How to Take a Multi-Faceted Approach to Developing Leaders

BY Carrie Snider | June 12, 2024

As many organizations are finding, the traditional approach to performance management doesn’t work anymore. That’s especially true in the music industry, says Jennifer Rice, SVP of learning and organizational development at Universal Music Group.

“UMG has over 50 different labels, and a lot of these different labels have their own culture, their own ownership, it's incredibly decentralized, which I think is by design,” Rice said. At From Day One’s May virtual conference, Rice discussed how UMG approaches its leadership development. Bryan Walsh, editorial director at Vox, moderated the fireside chat. 

Rather than a once-a-year goal setting with a mid-year check in that’s tied to a bonus, they have adopted a methodology of workflow. It’s important to be flexible when you have 60 territories around the globe, Rice says. There are still clear objectives, but with a twist. “It’s a continuous conversation,” she added.

*DATA SHOWN*.

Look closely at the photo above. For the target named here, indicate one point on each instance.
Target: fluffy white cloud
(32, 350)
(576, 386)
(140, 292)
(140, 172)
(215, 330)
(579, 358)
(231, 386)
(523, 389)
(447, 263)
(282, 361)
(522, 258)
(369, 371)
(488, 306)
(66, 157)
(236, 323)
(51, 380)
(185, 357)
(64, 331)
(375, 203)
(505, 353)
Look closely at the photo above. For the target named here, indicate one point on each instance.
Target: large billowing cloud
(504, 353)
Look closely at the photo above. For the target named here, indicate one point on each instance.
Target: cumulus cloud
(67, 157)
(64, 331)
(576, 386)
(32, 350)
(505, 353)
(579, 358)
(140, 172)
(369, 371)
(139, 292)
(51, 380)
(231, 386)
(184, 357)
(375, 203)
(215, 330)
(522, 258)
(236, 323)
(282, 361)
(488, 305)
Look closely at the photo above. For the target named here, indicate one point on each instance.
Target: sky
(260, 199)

*WHAT YOU ARE ASKED TO DO*.
How would you translate the sentence "There are still clear objectives, but with a twist." from the leadership development article into Spanish?

*ANSWER AREA*.
Todavía hay objetivos claros, pero con un giro.